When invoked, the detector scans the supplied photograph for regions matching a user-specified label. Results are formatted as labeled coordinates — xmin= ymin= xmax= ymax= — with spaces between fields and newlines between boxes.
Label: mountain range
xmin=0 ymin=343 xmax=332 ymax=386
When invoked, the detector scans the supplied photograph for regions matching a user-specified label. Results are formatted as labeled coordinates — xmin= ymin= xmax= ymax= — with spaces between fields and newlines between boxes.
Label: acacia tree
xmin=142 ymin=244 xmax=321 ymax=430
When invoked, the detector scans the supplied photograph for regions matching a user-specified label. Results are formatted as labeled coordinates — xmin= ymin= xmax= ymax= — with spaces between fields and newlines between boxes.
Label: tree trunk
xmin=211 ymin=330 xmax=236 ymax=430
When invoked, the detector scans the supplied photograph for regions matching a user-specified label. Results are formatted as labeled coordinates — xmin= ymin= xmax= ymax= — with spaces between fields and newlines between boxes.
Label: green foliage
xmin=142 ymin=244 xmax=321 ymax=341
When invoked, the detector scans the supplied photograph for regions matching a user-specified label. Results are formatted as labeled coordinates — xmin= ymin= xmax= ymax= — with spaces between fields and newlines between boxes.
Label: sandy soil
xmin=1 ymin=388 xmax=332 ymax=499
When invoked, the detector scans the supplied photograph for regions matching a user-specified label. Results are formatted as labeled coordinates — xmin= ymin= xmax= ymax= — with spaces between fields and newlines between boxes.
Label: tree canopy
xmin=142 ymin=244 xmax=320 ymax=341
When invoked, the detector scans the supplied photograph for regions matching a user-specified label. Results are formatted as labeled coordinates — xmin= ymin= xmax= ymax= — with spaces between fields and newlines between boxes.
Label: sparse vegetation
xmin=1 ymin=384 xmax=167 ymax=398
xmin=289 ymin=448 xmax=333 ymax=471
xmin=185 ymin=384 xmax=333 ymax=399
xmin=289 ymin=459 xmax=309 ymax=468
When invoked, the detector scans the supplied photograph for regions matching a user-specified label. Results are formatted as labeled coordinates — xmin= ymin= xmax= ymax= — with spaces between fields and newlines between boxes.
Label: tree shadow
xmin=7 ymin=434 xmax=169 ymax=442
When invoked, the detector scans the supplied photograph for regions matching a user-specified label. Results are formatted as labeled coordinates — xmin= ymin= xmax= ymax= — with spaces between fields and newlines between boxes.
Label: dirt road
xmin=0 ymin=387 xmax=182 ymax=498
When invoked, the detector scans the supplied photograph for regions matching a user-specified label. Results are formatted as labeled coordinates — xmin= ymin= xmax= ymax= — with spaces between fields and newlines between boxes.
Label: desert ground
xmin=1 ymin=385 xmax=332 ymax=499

::::::::

Your assignment:
Reproduce the data exactly, altering nothing.

Completed exercise:
When invoked, the detector scans the supplied photograph for regions matching a user-specified label. Results are formatted as labeled coordinates — xmin= ymin= xmax= ymax= — with spaces between fields and newlines between boxes.
Label: mountain range
xmin=0 ymin=343 xmax=332 ymax=386
When invoked, the detector scans the supplied photograph for regions matching a user-specified label. Results are formatted as labeled coordinates — xmin= ymin= xmax= ymax= — with spaces between fields and newlines between boxes.
Label: acacia tree
xmin=142 ymin=244 xmax=321 ymax=430
When invoked, the detector scans the supplied photograph for regions matching a user-specified label. Results are formatted as labeled coordinates — xmin= ymin= xmax= ymax= — with spaces between fields and newlines between boxes.
Label: tree trunk
xmin=211 ymin=330 xmax=236 ymax=430
When invoked, the detector scans the supplied photograph for regions matching a user-specified label. Results are formatted as labeled coordinates — xmin= ymin= xmax= ymax= — with spaces between fields and newlines between boxes.
Label: green foliage
xmin=142 ymin=244 xmax=321 ymax=341
When invoked, the detector scans the supplied photograph for regions matching a user-specified label. Results are formatted as labeled coordinates — xmin= ymin= xmax= ymax= — with spaces between fields and newlines between boxes.
Label: sandy soil
xmin=1 ymin=388 xmax=332 ymax=499
When invoked, the detector scans the supplied photograph for regions matching a user-specified label. Results are formatted as labeled coordinates — xmin= ymin= xmax= ymax= — with spaces between fields and newlines between boxes.
Label: tree canopy
xmin=142 ymin=244 xmax=320 ymax=341
When invoked, the detector scans the supplied photograph for regions matching a user-specified label. Results are formatted as labeled coordinates — xmin= ymin= xmax= ymax= — with spaces between fields and newlines between boxes.
Label: sparse vegetation
xmin=1 ymin=384 xmax=167 ymax=398
xmin=289 ymin=448 xmax=333 ymax=471
xmin=185 ymin=384 xmax=333 ymax=399
xmin=289 ymin=459 xmax=309 ymax=468
When invoked, the detector scans the supplied photograph for regions matching a user-specified label. Results are formatted as labeled coordinates — xmin= ymin= xmax= ymax= — with spaces between fields and newlines between boxes.
Label: tree shadow
xmin=7 ymin=434 xmax=169 ymax=442
When invoked, the detector scans the supplied photograph for regions matching a user-specified label. Results are formatted as labeled coordinates — xmin= ymin= xmax= ymax= — with spaces between fields and newlines between boxes.
Label: dirt road
xmin=0 ymin=387 xmax=182 ymax=498
When invoked, the detector scans the supplied photograph for regions matching a user-specified label. Results are formatted as labeled coordinates — xmin= ymin= xmax= ymax= — with spaces between fields and newlines between boxes.
Label: desert ground
xmin=1 ymin=385 xmax=332 ymax=499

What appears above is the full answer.